### Preguntas de estudio
A. Devuelve sin ningún cambio el fragmento del texto sobre Los viejos heraldos que va desde "Pero lo que" hasta "un cuerpo ideológico.".
B. Responde estas preguntas sobre el texto acerca de Los viejos heraldos:
(i) Frente a la vitalidad ponderada en el mundo contemporáneo, ¿de qué es símbolo la vejez?
(ii) ¿De qué obra de Vallejo proceden los versos citados?
(iii) ¿Sobre qué transmite noticias la televisión durante el desarrollo argumental?
C. Continúa el texto sobre Los viejos heraldos a partir de su última oración.

### Texto de lectura
Asomarse al drama posible que resulta la vejez en un contexto periférico, ya constituye un asunto de notable aprecio; los ancianos constituyen un otro completamente invisibilizado por la ideología porvenirista que atraviesa a la sociedad occidental. Frente a la vitalidad ponderada como ética en el mundo contemporáneo, la vejez viene a ser símbolo de decadencia e imperfección. Cuando la realización ejecuta un ejercicio de estilo capaz de evocar, aprehender, potenciar ese cosmos existencial, llama la atención en torno a un momento de la existencia donde —como en Los heraldos negros de Vallejo—, “todo lo vivido / se empoza, como charcos de culpa, en la mirada”. Cada uno de los primeros planos del rostro de los ancianos nos dejan ante una mirada perdida en el vacío; una mirada que busca en el pasado el sentido de lo que ha llegado a ser su presente.
Pero lo que deviene sumamente notorio y dispara el alcance estructural y comunicacional de Los viejos heraldos es su capacidad para superponer un plano discursivo mayor, que toma a esos seres protagónicos como metonimias de un proceso social que los trasciende. De hecho, la figuración del cuerpo juega aquí un rol esencial, en tanto la exposición del envejecimiento —del que se deriva la pasividad y la rutina a que parecen condenados estos personajes—, concierta por sí misma toda una narración sobre la devastación y decadencia de un cuerpo ideológico.
Durante el desarrollo argumental, todo el tiempo se escucha y se ve la televisión, mientras transmite noticias sobre la constitución de una nueva Asamblea Nacional del Poder Popular. Esto, desde luego, remite a un proceso histórico del que se supone estos dos individuos son parte, pero del que participan desde la distancia. Esa Historia parece olvidarlos, a la vez que ellos la olvidan.

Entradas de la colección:
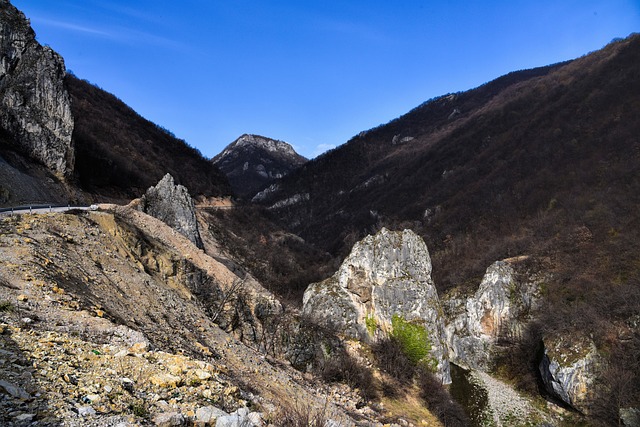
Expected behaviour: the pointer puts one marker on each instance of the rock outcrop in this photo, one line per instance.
(36, 109)
(385, 275)
(251, 162)
(172, 204)
(499, 309)
(569, 368)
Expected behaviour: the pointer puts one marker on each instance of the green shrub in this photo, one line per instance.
(371, 324)
(6, 306)
(413, 337)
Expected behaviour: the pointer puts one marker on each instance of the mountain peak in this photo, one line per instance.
(252, 162)
(268, 144)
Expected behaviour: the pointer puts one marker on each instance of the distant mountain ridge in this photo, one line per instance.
(252, 162)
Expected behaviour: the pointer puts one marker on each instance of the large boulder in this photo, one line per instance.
(172, 204)
(569, 369)
(499, 310)
(386, 276)
(35, 105)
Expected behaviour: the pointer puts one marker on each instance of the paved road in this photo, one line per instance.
(41, 209)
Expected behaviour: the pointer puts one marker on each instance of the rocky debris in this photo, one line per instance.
(251, 162)
(505, 406)
(125, 285)
(385, 275)
(172, 204)
(66, 378)
(500, 308)
(36, 108)
(569, 369)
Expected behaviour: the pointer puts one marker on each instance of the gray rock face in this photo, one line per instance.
(569, 369)
(500, 308)
(36, 108)
(251, 162)
(173, 205)
(385, 275)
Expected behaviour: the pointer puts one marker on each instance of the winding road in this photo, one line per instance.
(42, 209)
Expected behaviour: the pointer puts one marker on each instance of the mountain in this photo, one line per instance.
(541, 165)
(119, 154)
(65, 140)
(544, 150)
(252, 162)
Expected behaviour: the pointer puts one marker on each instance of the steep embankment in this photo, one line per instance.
(91, 285)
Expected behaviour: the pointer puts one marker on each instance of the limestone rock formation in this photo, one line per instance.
(569, 368)
(36, 109)
(500, 308)
(172, 204)
(251, 162)
(385, 275)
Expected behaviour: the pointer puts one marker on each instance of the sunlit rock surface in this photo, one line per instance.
(385, 274)
(499, 309)
(36, 108)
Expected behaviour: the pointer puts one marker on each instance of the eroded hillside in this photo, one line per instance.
(116, 311)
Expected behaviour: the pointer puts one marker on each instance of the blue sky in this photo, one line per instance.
(312, 73)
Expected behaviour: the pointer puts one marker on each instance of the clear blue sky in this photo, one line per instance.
(312, 73)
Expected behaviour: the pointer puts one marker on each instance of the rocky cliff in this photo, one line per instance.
(251, 162)
(36, 111)
(107, 318)
(172, 204)
(569, 369)
(386, 275)
(499, 309)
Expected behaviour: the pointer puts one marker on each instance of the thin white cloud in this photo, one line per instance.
(120, 35)
(71, 27)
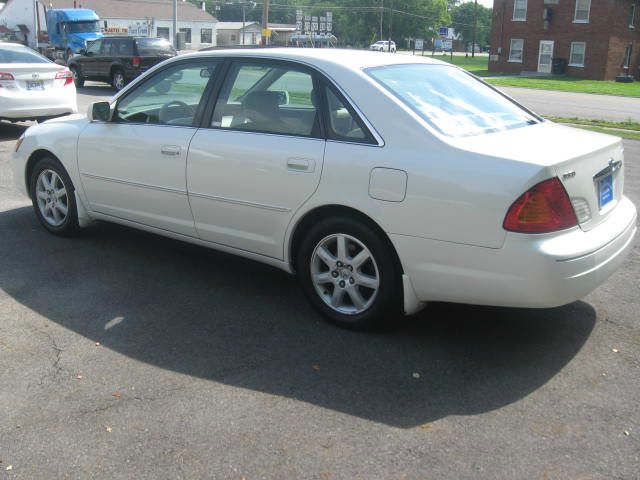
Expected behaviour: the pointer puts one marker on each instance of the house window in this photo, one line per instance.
(582, 11)
(187, 34)
(515, 51)
(627, 57)
(576, 58)
(206, 35)
(520, 10)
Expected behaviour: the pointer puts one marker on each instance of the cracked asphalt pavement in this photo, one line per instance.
(126, 355)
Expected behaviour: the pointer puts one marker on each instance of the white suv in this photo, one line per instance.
(383, 46)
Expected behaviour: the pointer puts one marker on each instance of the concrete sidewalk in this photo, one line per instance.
(580, 105)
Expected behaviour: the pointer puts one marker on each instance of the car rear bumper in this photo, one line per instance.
(529, 271)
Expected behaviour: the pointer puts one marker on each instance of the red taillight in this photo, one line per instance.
(65, 75)
(545, 208)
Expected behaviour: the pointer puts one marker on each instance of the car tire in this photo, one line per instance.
(53, 197)
(117, 79)
(356, 285)
(78, 80)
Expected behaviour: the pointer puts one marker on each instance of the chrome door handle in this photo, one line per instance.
(301, 164)
(171, 150)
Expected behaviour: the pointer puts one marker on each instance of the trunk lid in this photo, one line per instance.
(590, 165)
(32, 77)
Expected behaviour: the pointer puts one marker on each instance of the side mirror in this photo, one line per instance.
(100, 111)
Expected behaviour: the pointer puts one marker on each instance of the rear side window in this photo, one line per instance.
(124, 48)
(148, 47)
(343, 123)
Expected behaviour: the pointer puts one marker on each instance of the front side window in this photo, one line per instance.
(171, 97)
(576, 59)
(206, 35)
(451, 100)
(520, 10)
(83, 27)
(515, 50)
(94, 48)
(268, 98)
(582, 11)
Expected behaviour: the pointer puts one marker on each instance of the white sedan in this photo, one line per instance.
(32, 87)
(383, 182)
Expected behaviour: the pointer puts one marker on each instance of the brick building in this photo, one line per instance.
(599, 39)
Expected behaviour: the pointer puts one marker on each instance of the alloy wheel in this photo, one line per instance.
(52, 198)
(345, 274)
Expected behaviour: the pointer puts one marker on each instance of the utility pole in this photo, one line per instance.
(475, 30)
(244, 21)
(381, 18)
(265, 21)
(390, 27)
(175, 24)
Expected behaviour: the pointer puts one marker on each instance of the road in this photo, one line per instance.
(126, 355)
(580, 105)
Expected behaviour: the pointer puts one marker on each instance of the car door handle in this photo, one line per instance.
(171, 150)
(301, 164)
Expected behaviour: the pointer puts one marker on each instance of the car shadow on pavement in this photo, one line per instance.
(229, 320)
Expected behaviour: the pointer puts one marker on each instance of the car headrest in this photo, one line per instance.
(265, 103)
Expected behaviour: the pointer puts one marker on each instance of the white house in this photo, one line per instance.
(230, 33)
(149, 18)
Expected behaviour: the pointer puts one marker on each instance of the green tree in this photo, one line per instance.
(462, 21)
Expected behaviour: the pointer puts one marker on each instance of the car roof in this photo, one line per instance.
(349, 59)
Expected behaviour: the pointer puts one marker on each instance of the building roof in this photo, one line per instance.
(137, 9)
(282, 27)
(234, 25)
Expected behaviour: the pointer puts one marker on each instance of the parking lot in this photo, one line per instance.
(127, 355)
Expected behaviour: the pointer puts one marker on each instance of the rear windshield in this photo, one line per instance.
(154, 46)
(451, 100)
(20, 55)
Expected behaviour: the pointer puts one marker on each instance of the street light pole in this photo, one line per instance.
(390, 27)
(265, 20)
(175, 24)
(475, 29)
(244, 21)
(381, 19)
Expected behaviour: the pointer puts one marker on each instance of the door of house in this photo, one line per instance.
(545, 56)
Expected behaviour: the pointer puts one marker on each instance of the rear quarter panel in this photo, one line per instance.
(453, 194)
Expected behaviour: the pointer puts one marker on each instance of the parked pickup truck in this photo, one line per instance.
(118, 60)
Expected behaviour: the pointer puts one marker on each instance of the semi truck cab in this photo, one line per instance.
(71, 29)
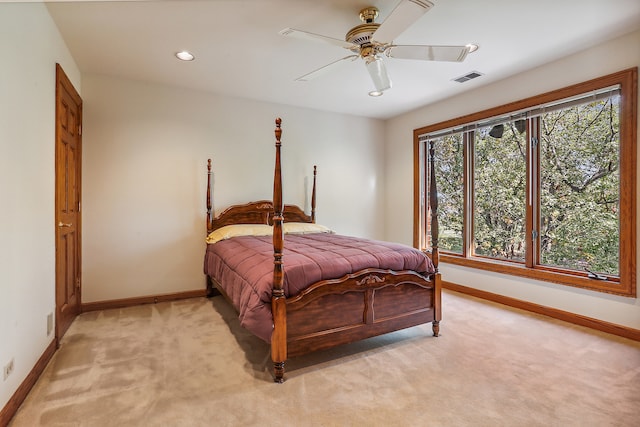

### Resultados por tarea
A.
Pero lo que deviene sumamente notorio y dispara el alcance estructural y comunicacional de Los viejos heraldos es su capacidad para superponer un plano discursivo mayor, que toma a esos seres protagónicos como metonimias de un proceso social que los trasciende. De hecho, la figuración del cuerpo juega aquí un rol esencial, en tanto la exposición del envejecimiento —del que se deriva la pasividad y la rutina a que parecen condenados estos personajes—, concierta por sí misma toda una narración sobre la devastación y decadencia de un cuerpo ideológico.

B.
(i) La vejez es símbolo de decadencia e imperfección.
(ii) Los versos proceden de Los heraldos negros.
(iii) La televisión transmite noticias sobre la constitución de una nueva Asamblea Nacional del Poder Popular.

C.
Ese momento en que la Historia cubana colocó al campesino al centro de un paisaje cívico que prometía cambiar el curso del mundo, acaba allí justo donde terminan estas vidas. Luego, viene a jugar un rol fundamental el título: según la etimología del término, un heraldo es un héroe o un caballero armando; pero es también un mensajero que anuncia con su presencia el arribo de alguien o algo. ¿De qué ejército son miembros estos heraldos? ¿Cuál es el mensaje que estos cuerpos portan, que su presencia anuncia?
Ese contraste entre el discurso triunfalista de la televisión, que resalta la continuidad de un proceso iniciado hace 60 años y la vida que llevan estos denominados heraldos, consuma una resonante metáfora sobre el devenir de todo un proyecto de sociedad. En la televisión se celebran las glorias de un mundo que se yergue, pero los ancianos miran a la pantalla con indiferencia; iconos de un mundo que ha quedo atrás. Ellos anuncian el fin de una Historia, como residuos de lo que viene a menos. Esta pareja de ancianos bien podría ser algunos de los carboneros que centraron las imágenes fundacionales del cine cubano en El Mégano (Julio García Espinosa, 1955), lo cual estructura una suerte de circularidad temporal que también habla del suceder de la nación.
Los viejos heraldos viene a confirmar el crecimiento de su director como cineasta y la potencia con que el género documental se abre camino en nuestro panorama fílmico contemporáneo; esto último, gracias a la capacidad con que han sabido dimensionar —y este caso es un ejemplo significativo— sus cualidades expresivas, al ponerlas en función de una meditación sobre determinadas urgencias de la sociedad contemporánea.